**Instruções:**
1. Transcreva, por favor, sem alterações o trecho do relato sobre a falsa acessibilidade que começa em "Caro leitor caso" e vai até "até à Universidade.".
2. Dê seguimento ao relato sobre a falsa acessibilidade a partir do ponto em que ele termina.

Falsa acessibilidade: uma história real (final)


Caro leitor caso não tenha lido a parte 1, 2 e 3 deixarei os links aqui.


Oi gente, hoje voltei para contar a parte final da falsa acessibilidade que vivenciei no ano de 2015...agora eu gostaria de mencionar um pouco sobre as minhas dificuldades dentro do ônibus, durante a viagem até à Universidade.
Quem conhece o trajeto entre Divinolândia e Poços de Caldas sabe que ele é formado em sua grande maioria por curvas, longas curvas e uma grande quantidade de lombadas, certo? Pois então, em uma boa parte das vezes, ou melhor, na maioria das vezes, alguns motoristas estavam sempre com pressa, portanto, aumentavam bastante a velocidade, e imaginem curvas, lombadas e alta velocidade não são coisas que combinam com uma patologia neuromuscular, hoje tenho a convicção para afirmar que realmente não combinam rsrs, em alguns dias eles corriam tanto que eu chegava trêmula em casa, com fraqueza nos braços, de tanta força que fazia para me segurar no banco do ônibus, até hoje minha mãe fica indignada de eu ter passado por essa situação sozinha, literalmente sozinha no banco do ônibus.
Ah outra dificuldade enfrentada ao longo dos dias era a troca de motoristas, sim, para mim essa era uma das principais variáveis que poderia e iria influenciar e modificar o meu dia tanto para ser um dia bom quanto um dia ruim. Eu entendia que a troca dos motoristas era algo necessário para a manutenção da logística da empresa, no entanto, algo que me incomodava bastante é que quando eu estava me acostumando com o motorista, quando nós estávamos mais à vontade com a dinâmica e nos adaptando eles mandavam outra pessoa que nunca tinham me visto na vida rsrs, ah isso com certeza me assustava e incomodava demais, pois eu tinha que explicar todo o passo a passo, e mesmo assim, corria risco até de vida rsrs.

(Linhas do conjunto de dados)
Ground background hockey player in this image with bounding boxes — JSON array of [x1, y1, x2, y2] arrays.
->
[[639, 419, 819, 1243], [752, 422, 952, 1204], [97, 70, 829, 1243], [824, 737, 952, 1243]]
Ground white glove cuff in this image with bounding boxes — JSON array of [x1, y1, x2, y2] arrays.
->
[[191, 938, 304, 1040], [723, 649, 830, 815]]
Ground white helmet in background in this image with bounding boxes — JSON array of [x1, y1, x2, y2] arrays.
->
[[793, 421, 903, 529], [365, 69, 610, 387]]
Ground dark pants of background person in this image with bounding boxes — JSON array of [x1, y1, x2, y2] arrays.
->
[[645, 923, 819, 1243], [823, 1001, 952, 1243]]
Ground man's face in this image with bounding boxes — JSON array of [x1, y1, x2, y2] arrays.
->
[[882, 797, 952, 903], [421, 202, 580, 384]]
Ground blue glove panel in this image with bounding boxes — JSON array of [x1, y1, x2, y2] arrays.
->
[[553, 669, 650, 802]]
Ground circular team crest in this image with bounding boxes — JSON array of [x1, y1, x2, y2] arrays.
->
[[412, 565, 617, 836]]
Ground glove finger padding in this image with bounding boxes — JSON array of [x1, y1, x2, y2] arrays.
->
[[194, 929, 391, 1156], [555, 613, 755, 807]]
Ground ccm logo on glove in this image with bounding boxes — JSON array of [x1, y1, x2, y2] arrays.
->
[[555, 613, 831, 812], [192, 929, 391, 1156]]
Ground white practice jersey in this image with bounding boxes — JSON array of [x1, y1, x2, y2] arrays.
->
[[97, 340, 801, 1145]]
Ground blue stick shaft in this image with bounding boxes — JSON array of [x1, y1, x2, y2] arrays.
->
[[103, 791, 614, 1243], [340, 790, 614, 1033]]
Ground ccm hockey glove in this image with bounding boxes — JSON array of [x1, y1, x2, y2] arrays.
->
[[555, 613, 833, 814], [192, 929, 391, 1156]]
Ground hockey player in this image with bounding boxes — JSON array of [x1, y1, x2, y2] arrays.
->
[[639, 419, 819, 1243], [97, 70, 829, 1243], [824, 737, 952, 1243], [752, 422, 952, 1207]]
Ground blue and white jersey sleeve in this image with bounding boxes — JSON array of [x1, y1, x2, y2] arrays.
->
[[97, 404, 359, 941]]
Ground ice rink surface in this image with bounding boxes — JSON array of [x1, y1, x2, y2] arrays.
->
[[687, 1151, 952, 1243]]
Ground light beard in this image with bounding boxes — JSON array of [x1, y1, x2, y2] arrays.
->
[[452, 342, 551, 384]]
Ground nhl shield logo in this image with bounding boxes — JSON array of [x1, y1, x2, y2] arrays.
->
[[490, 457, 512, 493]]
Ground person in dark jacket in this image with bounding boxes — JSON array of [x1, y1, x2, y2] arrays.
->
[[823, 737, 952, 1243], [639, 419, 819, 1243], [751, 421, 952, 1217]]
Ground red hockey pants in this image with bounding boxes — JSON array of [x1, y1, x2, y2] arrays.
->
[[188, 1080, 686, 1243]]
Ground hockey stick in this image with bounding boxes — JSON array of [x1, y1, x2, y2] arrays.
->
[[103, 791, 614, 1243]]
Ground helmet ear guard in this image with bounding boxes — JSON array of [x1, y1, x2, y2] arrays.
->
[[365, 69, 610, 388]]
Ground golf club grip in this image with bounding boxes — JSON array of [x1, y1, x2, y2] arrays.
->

**Resultados por tarefa:**
1.
Caro leitor caso não tenha lido a parte 1, 2 e 3 deixarei os links aqui.


Oi gente, hoje voltei para contar a parte final da falsa acessibilidade que vivenciei no ano de 2015...agora eu gostaria de mencionar um pouco sobre as minhas dificuldades dentro do ônibus, durante a viagem até à Universidade.

2.
Bom, essa situação mencionada não foi algo que eu passei por uns dias, eu quero enfatizar bastante, pois foi algo que eu vivenciei durante todo o ano de 2015, imaginem o stress, o cansaço psicológico, o medo, mesmo sendo eu a protagonista da história, até hoje me dá um pouco de aflição ficar relembrando todas essas situações, acredito que a imaturidade, a falta de visão e os meus sonhos foram os pilares que me impulsionaram e fizeram com que eu me submetesse a passar por tudo isso na época, pois eu não sabia a dimensão, a proporção que isso impactaria na minha vida.
Hoje, com mais experiência, sinto falar que não sei se optaria passar por tudo isso novamente, mas a maior certeza que tenho é que mesmo passando por situações inimagináveis eu tenho plena convicção de que fiz todas as escolhas certas, e que de alguma maneira, algo que eu não sei explicar, eu precisava passar por tudo isso, foi uma experiência transformadora, de pura resiliência, uma busca incessante por aquilo que muitas pessoas consideravam impossível, foi um momento que eu tive que me reinventar, que utilizar estratégias para manter o equilíbrio necessário para que eu continuasse a minha trajetória, a busca pelo meu sonho.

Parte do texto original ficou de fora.